##### Records provided #####

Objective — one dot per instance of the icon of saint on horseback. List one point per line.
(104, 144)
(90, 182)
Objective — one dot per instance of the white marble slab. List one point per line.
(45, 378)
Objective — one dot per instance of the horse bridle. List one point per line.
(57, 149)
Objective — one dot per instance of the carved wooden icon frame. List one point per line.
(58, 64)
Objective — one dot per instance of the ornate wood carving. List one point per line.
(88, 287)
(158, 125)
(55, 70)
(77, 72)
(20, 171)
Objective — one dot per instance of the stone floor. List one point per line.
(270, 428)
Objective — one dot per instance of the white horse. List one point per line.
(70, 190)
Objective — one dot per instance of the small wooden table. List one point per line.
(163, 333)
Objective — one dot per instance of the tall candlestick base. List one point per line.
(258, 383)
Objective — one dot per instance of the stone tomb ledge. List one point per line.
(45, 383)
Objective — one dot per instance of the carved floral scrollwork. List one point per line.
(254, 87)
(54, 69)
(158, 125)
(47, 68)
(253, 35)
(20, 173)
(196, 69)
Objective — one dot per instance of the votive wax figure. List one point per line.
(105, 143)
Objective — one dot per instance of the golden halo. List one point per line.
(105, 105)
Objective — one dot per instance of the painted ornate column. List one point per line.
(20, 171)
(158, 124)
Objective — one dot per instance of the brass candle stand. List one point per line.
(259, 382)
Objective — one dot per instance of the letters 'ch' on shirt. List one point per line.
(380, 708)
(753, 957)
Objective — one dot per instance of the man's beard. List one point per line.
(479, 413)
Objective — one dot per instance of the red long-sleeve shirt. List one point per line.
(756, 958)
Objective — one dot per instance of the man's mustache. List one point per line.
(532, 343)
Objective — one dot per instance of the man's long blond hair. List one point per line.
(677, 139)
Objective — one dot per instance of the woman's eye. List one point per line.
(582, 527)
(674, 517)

#####

Exercise |
Arrange the items above as a Markdown table with the columns Row and Line. Start with the line containing "Objective — one dot per instance of the painted" and continue through the last item, including both. Number each row and leave out any blank lines.

Output of the exercise |
| Row | Line |
|---|---|
| 1 | Objective — one dot per instance of the painted ornate column. List one point per line. |
| 2 | (20, 171) |
| 3 | (158, 124) |
| 4 | Objective — one dot per instance of the brass candle stand. List one point per line. |
| 5 | (259, 382) |
| 6 | Objective — one dot per instance of the letters 'ch' on shirt. List one point per line. |
| 7 | (380, 708) |
| 8 | (753, 957) |
| 9 | Objective — one dot per instance of the man's beard. List one point per line. |
| 10 | (479, 413) |
| 11 | Objective — one dot per instance of the red long-sleeve shirt. List one point per line. |
| 12 | (756, 958) |
| 13 | Objective — one dot per instance of the man's mustache. List one point per line. |
| 14 | (532, 343) |
| 15 | Objective — one dot per instance of the man's long blond hair. List one point per line. |
| 16 | (677, 139) |
| 17 | Objective — one dot per instance of the woman's eye. List one point per line. |
| 18 | (582, 527) |
| 19 | (674, 517) |